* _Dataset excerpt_
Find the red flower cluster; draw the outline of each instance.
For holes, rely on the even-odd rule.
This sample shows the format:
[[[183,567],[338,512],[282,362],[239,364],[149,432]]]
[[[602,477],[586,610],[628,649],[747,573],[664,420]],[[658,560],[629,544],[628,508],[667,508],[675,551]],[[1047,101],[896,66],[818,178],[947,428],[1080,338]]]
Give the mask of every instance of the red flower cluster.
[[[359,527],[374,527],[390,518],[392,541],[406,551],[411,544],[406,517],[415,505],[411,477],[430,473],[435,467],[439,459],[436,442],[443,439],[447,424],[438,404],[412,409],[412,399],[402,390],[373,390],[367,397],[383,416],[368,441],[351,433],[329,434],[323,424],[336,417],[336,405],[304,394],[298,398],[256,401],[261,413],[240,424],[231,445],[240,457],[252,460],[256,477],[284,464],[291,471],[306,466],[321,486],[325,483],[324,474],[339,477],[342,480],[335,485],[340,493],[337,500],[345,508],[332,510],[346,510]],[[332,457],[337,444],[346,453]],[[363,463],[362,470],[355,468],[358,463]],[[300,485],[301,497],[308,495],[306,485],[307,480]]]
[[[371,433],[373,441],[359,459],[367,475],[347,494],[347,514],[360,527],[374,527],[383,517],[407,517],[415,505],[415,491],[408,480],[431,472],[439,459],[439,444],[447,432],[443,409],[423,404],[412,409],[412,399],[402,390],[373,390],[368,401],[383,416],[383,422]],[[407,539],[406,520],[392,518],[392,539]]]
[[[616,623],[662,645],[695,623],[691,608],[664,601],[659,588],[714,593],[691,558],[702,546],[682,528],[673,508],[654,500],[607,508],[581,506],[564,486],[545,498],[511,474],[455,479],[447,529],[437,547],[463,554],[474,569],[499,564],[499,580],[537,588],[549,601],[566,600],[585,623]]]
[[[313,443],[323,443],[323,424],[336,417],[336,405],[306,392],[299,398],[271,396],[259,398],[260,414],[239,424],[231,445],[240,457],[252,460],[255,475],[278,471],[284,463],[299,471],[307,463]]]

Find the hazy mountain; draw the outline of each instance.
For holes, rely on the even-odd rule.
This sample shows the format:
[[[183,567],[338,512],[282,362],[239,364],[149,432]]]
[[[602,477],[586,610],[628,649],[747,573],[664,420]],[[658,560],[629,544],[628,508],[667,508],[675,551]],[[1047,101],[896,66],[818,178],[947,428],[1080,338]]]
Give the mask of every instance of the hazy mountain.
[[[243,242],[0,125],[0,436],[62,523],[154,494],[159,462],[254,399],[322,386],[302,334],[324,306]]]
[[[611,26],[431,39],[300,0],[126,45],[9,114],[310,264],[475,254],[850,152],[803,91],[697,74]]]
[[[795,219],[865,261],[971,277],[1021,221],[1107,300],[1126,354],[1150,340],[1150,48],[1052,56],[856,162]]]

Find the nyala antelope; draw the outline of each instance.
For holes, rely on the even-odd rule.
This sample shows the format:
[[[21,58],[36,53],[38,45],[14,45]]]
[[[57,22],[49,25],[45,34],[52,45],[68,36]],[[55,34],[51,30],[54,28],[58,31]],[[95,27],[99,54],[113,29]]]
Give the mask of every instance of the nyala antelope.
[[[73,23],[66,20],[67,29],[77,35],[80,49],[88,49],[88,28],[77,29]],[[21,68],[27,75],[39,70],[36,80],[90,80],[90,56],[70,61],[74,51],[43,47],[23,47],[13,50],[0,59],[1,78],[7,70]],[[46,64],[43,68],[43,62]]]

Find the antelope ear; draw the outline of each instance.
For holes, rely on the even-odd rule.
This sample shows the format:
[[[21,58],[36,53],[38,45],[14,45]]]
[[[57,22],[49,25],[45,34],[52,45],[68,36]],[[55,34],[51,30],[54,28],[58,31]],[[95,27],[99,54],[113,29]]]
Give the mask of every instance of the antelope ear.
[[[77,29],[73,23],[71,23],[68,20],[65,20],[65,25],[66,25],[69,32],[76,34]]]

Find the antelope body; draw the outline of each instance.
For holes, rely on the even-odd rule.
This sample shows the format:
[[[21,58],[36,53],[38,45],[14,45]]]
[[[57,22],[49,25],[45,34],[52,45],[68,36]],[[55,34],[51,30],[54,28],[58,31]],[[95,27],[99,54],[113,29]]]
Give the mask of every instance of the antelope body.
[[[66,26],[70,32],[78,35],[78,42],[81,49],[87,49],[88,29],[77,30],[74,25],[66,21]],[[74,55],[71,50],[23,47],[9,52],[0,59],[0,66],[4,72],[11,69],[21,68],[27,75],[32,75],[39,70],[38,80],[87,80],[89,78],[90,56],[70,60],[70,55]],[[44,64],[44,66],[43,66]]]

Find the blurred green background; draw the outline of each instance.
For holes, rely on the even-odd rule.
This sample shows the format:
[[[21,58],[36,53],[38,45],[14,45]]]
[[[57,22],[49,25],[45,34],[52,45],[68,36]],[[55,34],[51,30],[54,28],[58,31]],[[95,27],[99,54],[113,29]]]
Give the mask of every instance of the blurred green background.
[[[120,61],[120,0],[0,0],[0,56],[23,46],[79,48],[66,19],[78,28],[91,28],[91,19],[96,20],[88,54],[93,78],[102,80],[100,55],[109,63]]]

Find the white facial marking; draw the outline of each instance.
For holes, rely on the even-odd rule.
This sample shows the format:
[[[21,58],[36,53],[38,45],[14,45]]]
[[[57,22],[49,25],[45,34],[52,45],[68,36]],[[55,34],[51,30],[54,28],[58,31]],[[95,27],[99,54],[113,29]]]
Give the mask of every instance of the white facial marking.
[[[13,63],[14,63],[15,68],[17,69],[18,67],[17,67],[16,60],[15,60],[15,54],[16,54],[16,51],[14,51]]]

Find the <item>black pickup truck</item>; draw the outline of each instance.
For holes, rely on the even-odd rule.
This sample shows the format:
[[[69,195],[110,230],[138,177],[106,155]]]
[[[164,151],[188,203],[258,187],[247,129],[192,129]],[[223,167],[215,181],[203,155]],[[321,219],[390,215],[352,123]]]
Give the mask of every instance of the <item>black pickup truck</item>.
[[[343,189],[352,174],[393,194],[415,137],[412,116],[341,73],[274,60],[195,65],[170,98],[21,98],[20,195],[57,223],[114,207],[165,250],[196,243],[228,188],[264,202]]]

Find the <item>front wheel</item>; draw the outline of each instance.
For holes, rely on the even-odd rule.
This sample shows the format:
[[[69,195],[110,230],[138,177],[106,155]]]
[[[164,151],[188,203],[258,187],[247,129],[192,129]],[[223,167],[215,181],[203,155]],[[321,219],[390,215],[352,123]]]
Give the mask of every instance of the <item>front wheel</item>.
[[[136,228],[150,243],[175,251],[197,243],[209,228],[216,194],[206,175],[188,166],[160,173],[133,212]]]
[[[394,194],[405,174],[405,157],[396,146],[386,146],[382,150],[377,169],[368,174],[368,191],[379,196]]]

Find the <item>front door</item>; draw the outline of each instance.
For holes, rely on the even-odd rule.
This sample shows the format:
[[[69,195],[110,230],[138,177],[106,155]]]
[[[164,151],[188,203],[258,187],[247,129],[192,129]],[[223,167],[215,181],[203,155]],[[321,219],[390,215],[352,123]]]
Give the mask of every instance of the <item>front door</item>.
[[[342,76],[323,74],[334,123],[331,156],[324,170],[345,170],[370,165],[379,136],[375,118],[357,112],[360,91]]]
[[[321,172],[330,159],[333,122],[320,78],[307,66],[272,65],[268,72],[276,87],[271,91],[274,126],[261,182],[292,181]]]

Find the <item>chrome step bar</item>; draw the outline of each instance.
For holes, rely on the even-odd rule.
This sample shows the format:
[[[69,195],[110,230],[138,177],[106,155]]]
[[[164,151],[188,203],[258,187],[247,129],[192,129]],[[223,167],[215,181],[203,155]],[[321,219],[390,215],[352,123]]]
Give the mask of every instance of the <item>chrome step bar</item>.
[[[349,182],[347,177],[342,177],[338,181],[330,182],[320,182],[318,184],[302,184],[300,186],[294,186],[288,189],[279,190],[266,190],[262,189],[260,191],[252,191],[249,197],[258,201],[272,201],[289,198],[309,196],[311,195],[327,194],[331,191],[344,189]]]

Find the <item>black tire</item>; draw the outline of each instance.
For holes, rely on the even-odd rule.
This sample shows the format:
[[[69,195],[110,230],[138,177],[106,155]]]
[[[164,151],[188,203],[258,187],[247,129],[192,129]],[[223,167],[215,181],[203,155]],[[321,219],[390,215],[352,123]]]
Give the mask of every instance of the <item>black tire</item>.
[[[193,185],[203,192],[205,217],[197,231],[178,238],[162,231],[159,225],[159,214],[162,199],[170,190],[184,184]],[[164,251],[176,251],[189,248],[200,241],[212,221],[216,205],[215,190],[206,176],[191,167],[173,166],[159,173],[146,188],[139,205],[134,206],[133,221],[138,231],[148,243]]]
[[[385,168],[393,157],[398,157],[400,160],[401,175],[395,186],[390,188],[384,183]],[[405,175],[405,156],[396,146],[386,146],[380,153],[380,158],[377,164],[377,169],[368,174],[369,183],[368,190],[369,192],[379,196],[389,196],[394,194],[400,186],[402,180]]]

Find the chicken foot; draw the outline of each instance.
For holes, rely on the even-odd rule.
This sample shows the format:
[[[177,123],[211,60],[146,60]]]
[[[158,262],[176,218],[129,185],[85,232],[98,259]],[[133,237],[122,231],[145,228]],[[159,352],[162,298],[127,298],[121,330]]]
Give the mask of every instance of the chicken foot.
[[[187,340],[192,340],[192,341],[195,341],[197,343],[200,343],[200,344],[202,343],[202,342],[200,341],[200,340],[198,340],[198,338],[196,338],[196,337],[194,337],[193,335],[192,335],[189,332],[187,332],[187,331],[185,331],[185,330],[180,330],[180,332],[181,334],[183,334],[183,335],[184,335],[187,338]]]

* _Task objective_
Retype the lines word for word, starting at the beginning of the material and ending at the line that contains "Give the mask of every instance of the red", with that line included.

* _Full response_
Find the red flower cluster; draw the outline of each instance.
For holes, rely on the even-odd rule.
This sample shows the format:
[[[183,567],[338,512],[282,362],[239,364],[149,432]]]
[[[602,477],[586,610],[628,649],[747,573],[664,420]],[[658,560],[629,544],[628,508],[667,508],[675,551]],[[1047,101],[896,66],[818,178],[947,428],[1080,338]]]
Give the mask of every instance of the red flower cluster.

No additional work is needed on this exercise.